§ What to produce:
Each line below needs to be repeated precisely as it is.

[Text-to-region grounding data]
____________________

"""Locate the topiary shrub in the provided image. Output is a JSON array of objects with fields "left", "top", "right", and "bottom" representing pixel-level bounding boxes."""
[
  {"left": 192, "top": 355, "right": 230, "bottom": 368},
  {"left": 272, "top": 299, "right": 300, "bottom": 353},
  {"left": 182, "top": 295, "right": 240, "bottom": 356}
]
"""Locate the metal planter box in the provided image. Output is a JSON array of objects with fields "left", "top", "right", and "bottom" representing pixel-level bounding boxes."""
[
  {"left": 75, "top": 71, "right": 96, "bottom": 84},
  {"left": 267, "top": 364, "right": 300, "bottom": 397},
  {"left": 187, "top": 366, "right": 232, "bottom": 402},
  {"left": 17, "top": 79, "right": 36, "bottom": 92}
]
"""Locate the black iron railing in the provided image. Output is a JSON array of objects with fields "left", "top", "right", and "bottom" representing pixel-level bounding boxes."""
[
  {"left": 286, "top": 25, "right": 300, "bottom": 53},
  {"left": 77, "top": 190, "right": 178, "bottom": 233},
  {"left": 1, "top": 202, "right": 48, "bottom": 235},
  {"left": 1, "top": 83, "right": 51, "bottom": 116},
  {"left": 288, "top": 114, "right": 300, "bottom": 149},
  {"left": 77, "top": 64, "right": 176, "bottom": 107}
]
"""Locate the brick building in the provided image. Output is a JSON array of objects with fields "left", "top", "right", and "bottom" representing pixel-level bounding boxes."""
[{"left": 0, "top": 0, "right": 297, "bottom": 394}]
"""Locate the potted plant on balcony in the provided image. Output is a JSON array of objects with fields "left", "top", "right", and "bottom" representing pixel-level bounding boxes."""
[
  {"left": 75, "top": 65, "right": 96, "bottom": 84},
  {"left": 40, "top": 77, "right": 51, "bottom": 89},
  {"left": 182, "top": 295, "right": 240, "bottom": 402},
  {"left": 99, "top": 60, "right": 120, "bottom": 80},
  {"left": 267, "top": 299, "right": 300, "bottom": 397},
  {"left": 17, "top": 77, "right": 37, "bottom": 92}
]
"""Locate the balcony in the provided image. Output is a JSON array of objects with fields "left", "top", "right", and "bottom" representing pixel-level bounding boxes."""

____________________

§ Exercise response:
"""Locate the topiary shrub in the provided image. Output is a JSON array of objects with fields "left", "top", "right", and "bottom" representing pixel-level bounding boxes."""
[
  {"left": 192, "top": 355, "right": 230, "bottom": 368},
  {"left": 272, "top": 299, "right": 300, "bottom": 353},
  {"left": 182, "top": 295, "right": 240, "bottom": 356}
]
"""Locate the metal planter box in the provided image. Output is a JSON array of objects with fields "left", "top", "right", and "bottom" representing pixel-level bounding boxes."""
[
  {"left": 75, "top": 71, "right": 96, "bottom": 84},
  {"left": 267, "top": 364, "right": 300, "bottom": 397},
  {"left": 187, "top": 366, "right": 232, "bottom": 402},
  {"left": 17, "top": 79, "right": 36, "bottom": 92}
]
"""Locate the black iron railing in the provided image. Output is a JSON array of objects with fields "left", "top", "right", and "bottom" representing pixel-level bounding boxes."""
[
  {"left": 286, "top": 25, "right": 300, "bottom": 53},
  {"left": 77, "top": 190, "right": 178, "bottom": 233},
  {"left": 1, "top": 202, "right": 48, "bottom": 235},
  {"left": 1, "top": 83, "right": 51, "bottom": 116},
  {"left": 288, "top": 114, "right": 300, "bottom": 149},
  {"left": 77, "top": 64, "right": 176, "bottom": 107}
]
"""Locate the brick building in the provided image. Output is a JSON array of objects with fields "left", "top", "right", and "bottom" representing pixel-level bounding boxes."""
[{"left": 0, "top": 0, "right": 297, "bottom": 394}]
"""Locate the potted plant on balcony in the provided image. Output is a JSON array of objects with fields "left", "top", "right", and "bottom" representing pixel-level bounding boxes."""
[
  {"left": 75, "top": 65, "right": 96, "bottom": 84},
  {"left": 40, "top": 77, "right": 51, "bottom": 89},
  {"left": 182, "top": 295, "right": 240, "bottom": 402},
  {"left": 99, "top": 60, "right": 120, "bottom": 80},
  {"left": 267, "top": 299, "right": 300, "bottom": 397},
  {"left": 17, "top": 77, "right": 37, "bottom": 92}
]
"""Locate the balcony in the provided image. Output is a JSON array of objects with fields "left", "top", "right", and "bottom" representing pixel-level bounding boxes."""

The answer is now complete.